Instructions to follow: From the line containing "Query: car door handle" to the last line of the records below, transcribe everything exactly, pictures excluded.

Input:
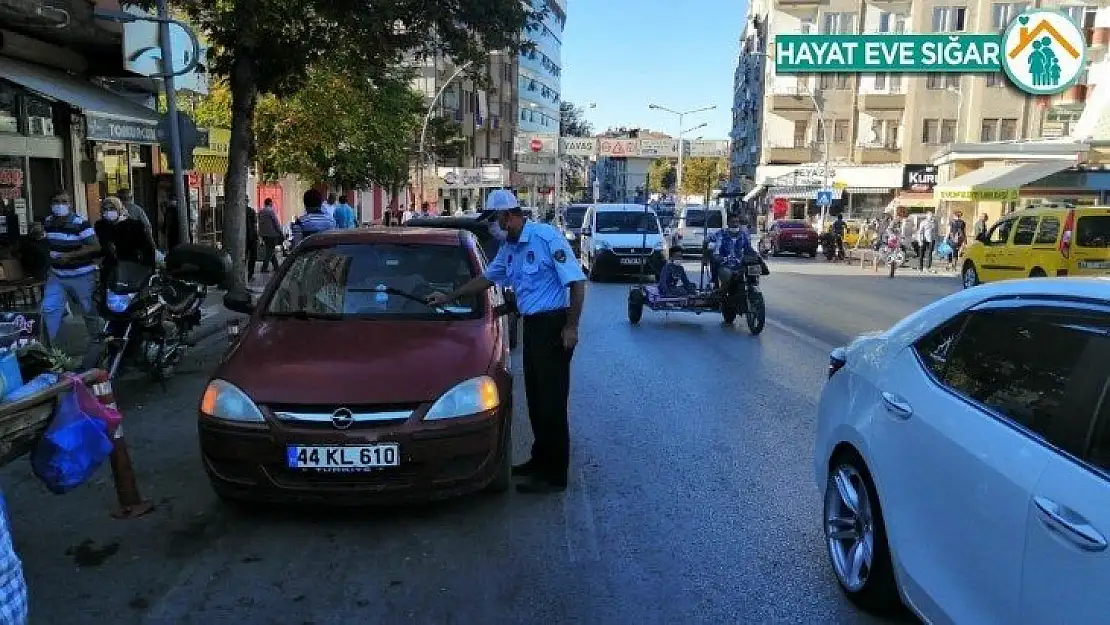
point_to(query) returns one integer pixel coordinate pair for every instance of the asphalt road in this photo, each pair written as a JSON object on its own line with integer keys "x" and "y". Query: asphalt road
{"x": 692, "y": 497}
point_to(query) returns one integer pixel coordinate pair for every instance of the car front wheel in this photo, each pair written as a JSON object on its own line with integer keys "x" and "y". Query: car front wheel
{"x": 856, "y": 537}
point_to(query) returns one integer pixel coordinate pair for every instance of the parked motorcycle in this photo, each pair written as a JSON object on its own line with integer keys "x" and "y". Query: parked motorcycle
{"x": 742, "y": 293}
{"x": 891, "y": 253}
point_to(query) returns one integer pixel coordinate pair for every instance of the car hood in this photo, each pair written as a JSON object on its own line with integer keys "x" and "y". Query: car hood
{"x": 282, "y": 361}
{"x": 618, "y": 240}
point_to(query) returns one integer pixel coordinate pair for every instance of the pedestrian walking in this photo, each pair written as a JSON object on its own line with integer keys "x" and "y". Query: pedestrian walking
{"x": 927, "y": 239}
{"x": 314, "y": 219}
{"x": 72, "y": 276}
{"x": 537, "y": 262}
{"x": 252, "y": 240}
{"x": 271, "y": 234}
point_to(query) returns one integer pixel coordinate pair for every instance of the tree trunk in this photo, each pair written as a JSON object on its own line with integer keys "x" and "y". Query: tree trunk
{"x": 243, "y": 99}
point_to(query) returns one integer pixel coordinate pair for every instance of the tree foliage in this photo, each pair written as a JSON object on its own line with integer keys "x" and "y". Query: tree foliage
{"x": 702, "y": 174}
{"x": 664, "y": 174}
{"x": 269, "y": 47}
{"x": 347, "y": 132}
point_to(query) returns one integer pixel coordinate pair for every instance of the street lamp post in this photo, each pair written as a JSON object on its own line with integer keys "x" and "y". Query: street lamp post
{"x": 427, "y": 118}
{"x": 682, "y": 144}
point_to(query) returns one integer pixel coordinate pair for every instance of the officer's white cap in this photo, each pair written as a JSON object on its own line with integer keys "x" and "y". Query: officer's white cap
{"x": 502, "y": 200}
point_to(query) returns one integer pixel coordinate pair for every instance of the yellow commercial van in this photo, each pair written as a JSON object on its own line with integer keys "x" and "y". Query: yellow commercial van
{"x": 1043, "y": 241}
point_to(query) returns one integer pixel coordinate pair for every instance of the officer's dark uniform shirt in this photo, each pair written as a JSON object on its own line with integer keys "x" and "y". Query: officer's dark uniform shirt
{"x": 538, "y": 266}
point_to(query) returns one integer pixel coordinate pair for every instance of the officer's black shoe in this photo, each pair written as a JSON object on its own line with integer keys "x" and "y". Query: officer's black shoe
{"x": 538, "y": 486}
{"x": 526, "y": 470}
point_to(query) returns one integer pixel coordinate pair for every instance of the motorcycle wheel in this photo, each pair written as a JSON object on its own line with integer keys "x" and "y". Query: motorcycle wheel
{"x": 756, "y": 314}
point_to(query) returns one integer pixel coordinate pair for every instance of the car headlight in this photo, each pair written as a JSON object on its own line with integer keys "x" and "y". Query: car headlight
{"x": 468, "y": 397}
{"x": 226, "y": 402}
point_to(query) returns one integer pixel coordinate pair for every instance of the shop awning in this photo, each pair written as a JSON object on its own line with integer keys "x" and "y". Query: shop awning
{"x": 109, "y": 117}
{"x": 998, "y": 183}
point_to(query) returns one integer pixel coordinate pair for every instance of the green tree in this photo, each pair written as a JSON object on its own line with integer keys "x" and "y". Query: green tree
{"x": 702, "y": 174}
{"x": 663, "y": 175}
{"x": 266, "y": 48}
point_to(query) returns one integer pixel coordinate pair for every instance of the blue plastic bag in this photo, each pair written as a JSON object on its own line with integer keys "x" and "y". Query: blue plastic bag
{"x": 73, "y": 446}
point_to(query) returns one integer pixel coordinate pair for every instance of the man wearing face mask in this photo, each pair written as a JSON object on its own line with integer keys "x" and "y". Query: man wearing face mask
{"x": 537, "y": 262}
{"x": 72, "y": 275}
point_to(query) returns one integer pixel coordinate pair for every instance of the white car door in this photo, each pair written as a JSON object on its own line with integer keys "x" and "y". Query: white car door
{"x": 1066, "y": 573}
{"x": 955, "y": 479}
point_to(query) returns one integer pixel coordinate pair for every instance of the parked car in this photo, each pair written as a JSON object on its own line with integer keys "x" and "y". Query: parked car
{"x": 789, "y": 235}
{"x": 490, "y": 245}
{"x": 572, "y": 225}
{"x": 692, "y": 228}
{"x": 621, "y": 240}
{"x": 1039, "y": 242}
{"x": 346, "y": 386}
{"x": 964, "y": 457}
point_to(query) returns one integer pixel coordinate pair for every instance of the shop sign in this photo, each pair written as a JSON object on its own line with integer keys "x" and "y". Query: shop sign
{"x": 919, "y": 179}
{"x": 118, "y": 131}
{"x": 979, "y": 194}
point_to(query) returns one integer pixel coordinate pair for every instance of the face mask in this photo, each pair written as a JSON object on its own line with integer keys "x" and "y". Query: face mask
{"x": 496, "y": 231}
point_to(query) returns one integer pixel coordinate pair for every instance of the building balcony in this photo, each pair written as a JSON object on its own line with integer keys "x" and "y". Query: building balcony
{"x": 796, "y": 153}
{"x": 877, "y": 153}
{"x": 883, "y": 101}
{"x": 1075, "y": 94}
{"x": 786, "y": 101}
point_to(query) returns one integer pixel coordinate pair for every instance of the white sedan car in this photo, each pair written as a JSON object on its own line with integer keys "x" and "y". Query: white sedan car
{"x": 964, "y": 456}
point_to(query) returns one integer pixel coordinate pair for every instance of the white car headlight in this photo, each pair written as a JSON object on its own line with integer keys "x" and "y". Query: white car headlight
{"x": 468, "y": 397}
{"x": 224, "y": 401}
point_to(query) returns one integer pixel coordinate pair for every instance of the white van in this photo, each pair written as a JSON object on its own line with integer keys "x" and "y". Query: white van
{"x": 692, "y": 227}
{"x": 618, "y": 239}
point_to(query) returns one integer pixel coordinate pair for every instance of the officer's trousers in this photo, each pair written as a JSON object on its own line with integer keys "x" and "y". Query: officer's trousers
{"x": 547, "y": 385}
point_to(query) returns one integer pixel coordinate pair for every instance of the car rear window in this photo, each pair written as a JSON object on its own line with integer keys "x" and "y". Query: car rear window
{"x": 374, "y": 280}
{"x": 696, "y": 219}
{"x": 1092, "y": 231}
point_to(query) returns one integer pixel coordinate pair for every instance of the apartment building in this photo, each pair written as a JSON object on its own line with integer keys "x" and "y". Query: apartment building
{"x": 540, "y": 87}
{"x": 868, "y": 127}
{"x": 482, "y": 159}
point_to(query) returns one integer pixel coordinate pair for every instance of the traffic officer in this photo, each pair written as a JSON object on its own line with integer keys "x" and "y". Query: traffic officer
{"x": 536, "y": 261}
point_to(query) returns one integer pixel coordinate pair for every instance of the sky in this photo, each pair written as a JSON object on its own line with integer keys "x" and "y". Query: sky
{"x": 625, "y": 54}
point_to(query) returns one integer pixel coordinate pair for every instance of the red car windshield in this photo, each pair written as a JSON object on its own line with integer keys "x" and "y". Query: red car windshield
{"x": 374, "y": 280}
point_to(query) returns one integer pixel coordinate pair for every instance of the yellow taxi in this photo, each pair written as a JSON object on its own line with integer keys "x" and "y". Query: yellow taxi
{"x": 1043, "y": 241}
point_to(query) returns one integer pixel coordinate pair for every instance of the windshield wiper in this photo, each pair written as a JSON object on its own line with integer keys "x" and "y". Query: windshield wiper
{"x": 410, "y": 296}
{"x": 306, "y": 315}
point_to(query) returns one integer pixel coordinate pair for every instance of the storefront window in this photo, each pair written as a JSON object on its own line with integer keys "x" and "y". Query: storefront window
{"x": 40, "y": 117}
{"x": 9, "y": 109}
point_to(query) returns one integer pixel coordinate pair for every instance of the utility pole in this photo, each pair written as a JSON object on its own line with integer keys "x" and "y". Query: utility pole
{"x": 171, "y": 111}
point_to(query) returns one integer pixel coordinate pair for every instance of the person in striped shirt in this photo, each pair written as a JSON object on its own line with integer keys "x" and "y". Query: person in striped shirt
{"x": 314, "y": 219}
{"x": 72, "y": 274}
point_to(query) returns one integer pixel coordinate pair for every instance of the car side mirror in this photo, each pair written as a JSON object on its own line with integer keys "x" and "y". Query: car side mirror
{"x": 240, "y": 303}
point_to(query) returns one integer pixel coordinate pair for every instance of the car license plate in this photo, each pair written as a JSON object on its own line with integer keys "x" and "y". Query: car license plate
{"x": 343, "y": 459}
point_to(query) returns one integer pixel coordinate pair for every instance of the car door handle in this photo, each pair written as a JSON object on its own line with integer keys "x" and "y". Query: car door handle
{"x": 1069, "y": 525}
{"x": 897, "y": 405}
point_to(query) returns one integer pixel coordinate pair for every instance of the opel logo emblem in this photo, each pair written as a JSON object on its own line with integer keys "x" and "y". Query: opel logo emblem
{"x": 342, "y": 419}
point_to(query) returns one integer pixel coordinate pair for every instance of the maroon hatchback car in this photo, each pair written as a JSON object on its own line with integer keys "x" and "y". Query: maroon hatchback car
{"x": 345, "y": 386}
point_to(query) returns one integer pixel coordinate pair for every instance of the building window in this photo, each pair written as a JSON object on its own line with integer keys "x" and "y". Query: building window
{"x": 988, "y": 130}
{"x": 948, "y": 131}
{"x": 930, "y": 132}
{"x": 800, "y": 133}
{"x": 949, "y": 19}
{"x": 1002, "y": 13}
{"x": 838, "y": 23}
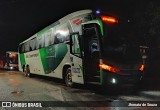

Solution for this exercise:
point_to(query) returns one integer pixel coordinate pair for every instance of the car door handle in this photo, each pair written as a JSON object on its own line with integer keys "x" and "y". Query: car door handle
{"x": 1069, "y": 525}
{"x": 897, "y": 405}
point_to(query) returns one integer pixel coordinate pair for every instance of the opel logo emblem in this photo, each pair written as a JSON object on its own line with integer keys "x" and "y". Query: opel logo emblem
{"x": 342, "y": 419}
point_to(query) returns one integer pixel coordinate pair for every instance of the maroon hatchback car in this photo, each pair written as a JSON object on its own line with integer keys "x" and "y". Query: maroon hatchback car
{"x": 345, "y": 386}
point_to(query) returns one integer pixel coordinate pair for every instance of the building window in this photo, each pair written as a JSON object on its own line with integer keys "x" and "y". Query: building window
{"x": 988, "y": 130}
{"x": 948, "y": 131}
{"x": 930, "y": 132}
{"x": 800, "y": 133}
{"x": 949, "y": 19}
{"x": 1002, "y": 13}
{"x": 838, "y": 23}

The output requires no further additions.